RECORDS FOR THIS EXERCISE:
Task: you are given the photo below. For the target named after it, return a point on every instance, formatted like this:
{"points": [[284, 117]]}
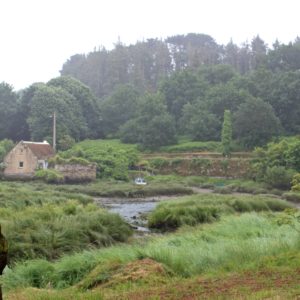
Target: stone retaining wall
{"points": [[77, 173]]}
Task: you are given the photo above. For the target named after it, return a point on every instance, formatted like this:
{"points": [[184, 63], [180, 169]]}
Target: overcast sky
{"points": [[38, 36]]}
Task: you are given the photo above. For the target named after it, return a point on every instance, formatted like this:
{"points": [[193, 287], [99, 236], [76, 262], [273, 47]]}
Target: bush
{"points": [[51, 230], [292, 196], [296, 182], [279, 177], [49, 176], [113, 158]]}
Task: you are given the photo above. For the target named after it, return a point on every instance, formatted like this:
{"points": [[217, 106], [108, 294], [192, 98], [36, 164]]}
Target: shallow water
{"points": [[133, 213]]}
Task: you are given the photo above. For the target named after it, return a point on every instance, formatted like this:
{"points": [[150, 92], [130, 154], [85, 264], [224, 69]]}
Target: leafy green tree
{"points": [[199, 124], [255, 123], [223, 97], [45, 101], [284, 97], [181, 88], [153, 127], [8, 111], [258, 52], [118, 108], [66, 142], [226, 133], [84, 102]]}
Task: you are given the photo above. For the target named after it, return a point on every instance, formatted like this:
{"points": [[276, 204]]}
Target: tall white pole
{"points": [[54, 131]]}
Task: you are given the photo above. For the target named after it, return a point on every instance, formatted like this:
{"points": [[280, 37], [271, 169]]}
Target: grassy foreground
{"points": [[256, 248], [205, 208]]}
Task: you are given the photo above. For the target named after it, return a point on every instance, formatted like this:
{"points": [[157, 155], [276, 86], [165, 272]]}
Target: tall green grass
{"points": [[19, 195], [51, 230], [233, 244], [192, 210]]}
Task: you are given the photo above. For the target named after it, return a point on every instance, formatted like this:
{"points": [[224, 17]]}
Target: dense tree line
{"points": [[154, 91]]}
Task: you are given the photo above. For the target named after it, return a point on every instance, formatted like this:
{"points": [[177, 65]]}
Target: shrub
{"points": [[49, 176], [279, 177], [49, 230], [296, 182], [292, 196], [113, 158]]}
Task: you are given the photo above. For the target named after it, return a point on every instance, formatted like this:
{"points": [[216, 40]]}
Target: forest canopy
{"points": [[155, 90]]}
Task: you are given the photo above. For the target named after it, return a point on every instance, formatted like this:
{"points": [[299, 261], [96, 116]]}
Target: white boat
{"points": [[140, 181]]}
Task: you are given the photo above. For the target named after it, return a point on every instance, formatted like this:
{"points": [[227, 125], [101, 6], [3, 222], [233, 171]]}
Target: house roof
{"points": [[40, 150]]}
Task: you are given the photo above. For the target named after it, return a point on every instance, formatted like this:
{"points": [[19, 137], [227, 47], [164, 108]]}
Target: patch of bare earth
{"points": [[236, 286]]}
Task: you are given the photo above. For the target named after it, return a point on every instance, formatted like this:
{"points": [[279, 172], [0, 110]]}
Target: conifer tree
{"points": [[226, 133]]}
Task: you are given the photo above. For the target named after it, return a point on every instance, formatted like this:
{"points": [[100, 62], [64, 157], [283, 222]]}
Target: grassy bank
{"points": [[192, 210], [111, 188], [242, 243], [51, 230]]}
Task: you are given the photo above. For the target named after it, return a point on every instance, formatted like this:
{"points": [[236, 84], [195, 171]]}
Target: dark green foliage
{"points": [[279, 177], [180, 89], [5, 147], [197, 209], [113, 158], [84, 101], [226, 133], [199, 123], [49, 176], [255, 123], [186, 146], [118, 108], [281, 154], [66, 142], [70, 120], [58, 160], [50, 230], [296, 182], [153, 127], [8, 112]]}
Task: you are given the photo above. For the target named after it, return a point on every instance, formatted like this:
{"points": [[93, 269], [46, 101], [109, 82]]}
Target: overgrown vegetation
{"points": [[113, 158], [207, 208], [234, 244], [49, 176], [51, 230]]}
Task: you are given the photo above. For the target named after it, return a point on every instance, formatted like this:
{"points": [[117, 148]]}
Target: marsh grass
{"points": [[112, 188], [19, 195], [233, 244], [50, 230], [192, 210]]}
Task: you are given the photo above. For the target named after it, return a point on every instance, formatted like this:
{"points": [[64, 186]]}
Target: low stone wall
{"points": [[77, 173], [232, 167]]}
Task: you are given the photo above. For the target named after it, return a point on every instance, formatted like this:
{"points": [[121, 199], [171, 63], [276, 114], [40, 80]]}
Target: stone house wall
{"points": [[20, 162]]}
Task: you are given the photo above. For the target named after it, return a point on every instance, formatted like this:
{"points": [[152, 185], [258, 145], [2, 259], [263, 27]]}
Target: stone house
{"points": [[26, 157]]}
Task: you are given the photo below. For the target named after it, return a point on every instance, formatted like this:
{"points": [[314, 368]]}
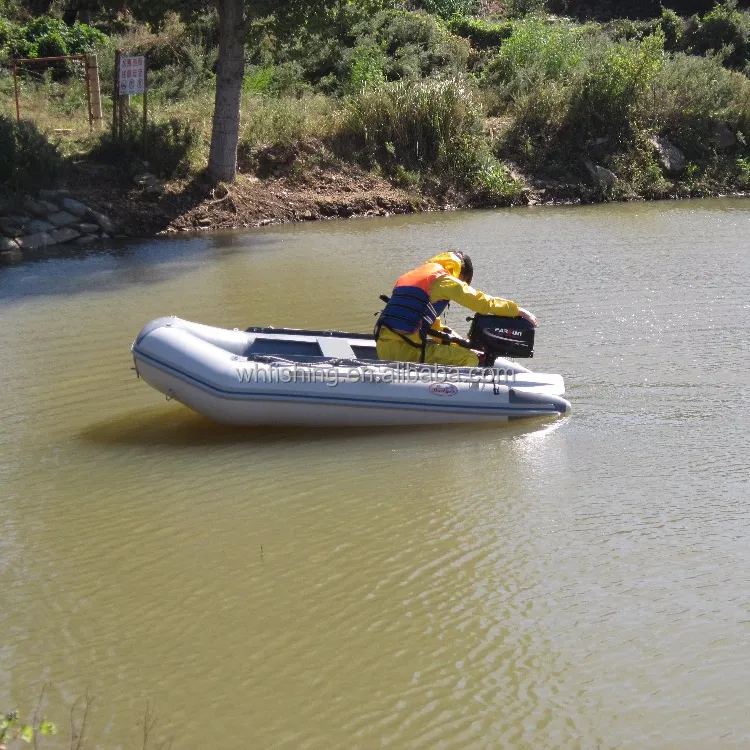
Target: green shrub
{"points": [[450, 8], [54, 36], [522, 8], [7, 32], [28, 158], [691, 95], [414, 45], [743, 172], [724, 31], [607, 98], [366, 68], [482, 34], [170, 146], [672, 27], [537, 52]]}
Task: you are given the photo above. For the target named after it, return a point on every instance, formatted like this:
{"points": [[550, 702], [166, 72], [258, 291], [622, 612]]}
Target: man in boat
{"points": [[420, 296]]}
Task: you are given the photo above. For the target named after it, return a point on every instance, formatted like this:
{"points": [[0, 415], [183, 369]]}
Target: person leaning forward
{"points": [[419, 298]]}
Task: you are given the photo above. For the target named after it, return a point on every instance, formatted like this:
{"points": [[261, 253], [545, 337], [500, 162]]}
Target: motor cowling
{"points": [[502, 337]]}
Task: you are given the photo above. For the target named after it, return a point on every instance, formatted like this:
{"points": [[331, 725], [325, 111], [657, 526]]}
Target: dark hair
{"points": [[467, 267]]}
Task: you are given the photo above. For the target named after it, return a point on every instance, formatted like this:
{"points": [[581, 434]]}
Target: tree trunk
{"points": [[41, 7], [222, 159]]}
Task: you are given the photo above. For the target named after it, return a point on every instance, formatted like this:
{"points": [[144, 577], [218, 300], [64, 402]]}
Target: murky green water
{"points": [[579, 583]]}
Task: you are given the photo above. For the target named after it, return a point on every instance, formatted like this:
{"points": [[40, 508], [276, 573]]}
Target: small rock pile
{"points": [[54, 218]]}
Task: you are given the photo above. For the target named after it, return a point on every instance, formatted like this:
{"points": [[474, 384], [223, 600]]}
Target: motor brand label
{"points": [[443, 389], [508, 332]]}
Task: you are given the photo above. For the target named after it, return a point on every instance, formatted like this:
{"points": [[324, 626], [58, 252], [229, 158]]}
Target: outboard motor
{"points": [[502, 337]]}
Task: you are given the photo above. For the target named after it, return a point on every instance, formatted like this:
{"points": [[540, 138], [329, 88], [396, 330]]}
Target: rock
{"points": [[670, 158], [104, 222], [12, 226], [7, 244], [35, 208], [86, 228], [64, 235], [601, 175], [150, 184], [53, 195], [35, 241], [11, 256], [50, 207], [723, 137], [74, 207], [61, 219], [38, 225]]}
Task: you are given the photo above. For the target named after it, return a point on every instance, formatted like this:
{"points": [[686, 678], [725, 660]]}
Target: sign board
{"points": [[132, 75]]}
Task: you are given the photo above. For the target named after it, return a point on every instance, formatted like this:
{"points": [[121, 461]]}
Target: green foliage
{"points": [[367, 66], [361, 48], [537, 52], [415, 44], [482, 34], [724, 31], [523, 8], [691, 95], [7, 32], [28, 158], [607, 97], [743, 172], [671, 26], [170, 145], [429, 126], [449, 8], [49, 37], [13, 729]]}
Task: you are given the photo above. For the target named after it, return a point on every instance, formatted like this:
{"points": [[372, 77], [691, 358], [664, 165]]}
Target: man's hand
{"points": [[527, 315]]}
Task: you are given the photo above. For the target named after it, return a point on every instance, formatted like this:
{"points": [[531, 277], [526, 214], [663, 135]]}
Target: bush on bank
{"points": [[410, 90], [27, 156], [432, 127]]}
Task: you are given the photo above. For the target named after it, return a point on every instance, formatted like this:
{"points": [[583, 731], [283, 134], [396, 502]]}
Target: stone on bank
{"points": [[54, 218]]}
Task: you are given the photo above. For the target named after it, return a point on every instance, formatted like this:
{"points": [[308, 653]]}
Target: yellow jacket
{"points": [[455, 290]]}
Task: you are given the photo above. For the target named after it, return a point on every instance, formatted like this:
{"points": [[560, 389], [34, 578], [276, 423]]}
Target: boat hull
{"points": [[212, 372]]}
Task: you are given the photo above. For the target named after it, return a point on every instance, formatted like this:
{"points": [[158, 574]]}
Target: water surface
{"points": [[574, 583]]}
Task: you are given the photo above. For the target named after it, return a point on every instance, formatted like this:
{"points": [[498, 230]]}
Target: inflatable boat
{"points": [[281, 376]]}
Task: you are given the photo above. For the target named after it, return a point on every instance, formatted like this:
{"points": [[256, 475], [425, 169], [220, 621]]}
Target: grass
{"points": [[404, 103]]}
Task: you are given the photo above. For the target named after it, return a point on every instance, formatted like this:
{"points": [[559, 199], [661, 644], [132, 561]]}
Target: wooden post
{"points": [[18, 94], [145, 107], [116, 94], [94, 89]]}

TASK GOAL: Nothing but the lines from the line containing "Target: boat hull" through the final line of the entries should appear in your answer, copied exactly.

SOLVED PROBLEM:
Target: boat hull
{"points": [[212, 372]]}
Task: you are given the photo above. For the target named after it, return a point on every instance, formatted like this:
{"points": [[158, 574]]}
Target: water surface
{"points": [[574, 583]]}
Task: you are given the photo above. For the target named after it, return a point on every instance, formatted like this:
{"points": [[498, 230]]}
Target: inflatable boat
{"points": [[281, 376]]}
Task: you are given the photo above. For the target named after it, return a point on every instance, formatted like this:
{"points": [[256, 475], [425, 169], [220, 621]]}
Target: grass
{"points": [[404, 103]]}
Task: you are given the photo above. For the target named after it, return a point on every instance, formatted like this:
{"points": [[559, 199], [661, 644], [132, 561]]}
Target: wooden post
{"points": [[18, 94], [145, 107], [116, 94], [94, 89]]}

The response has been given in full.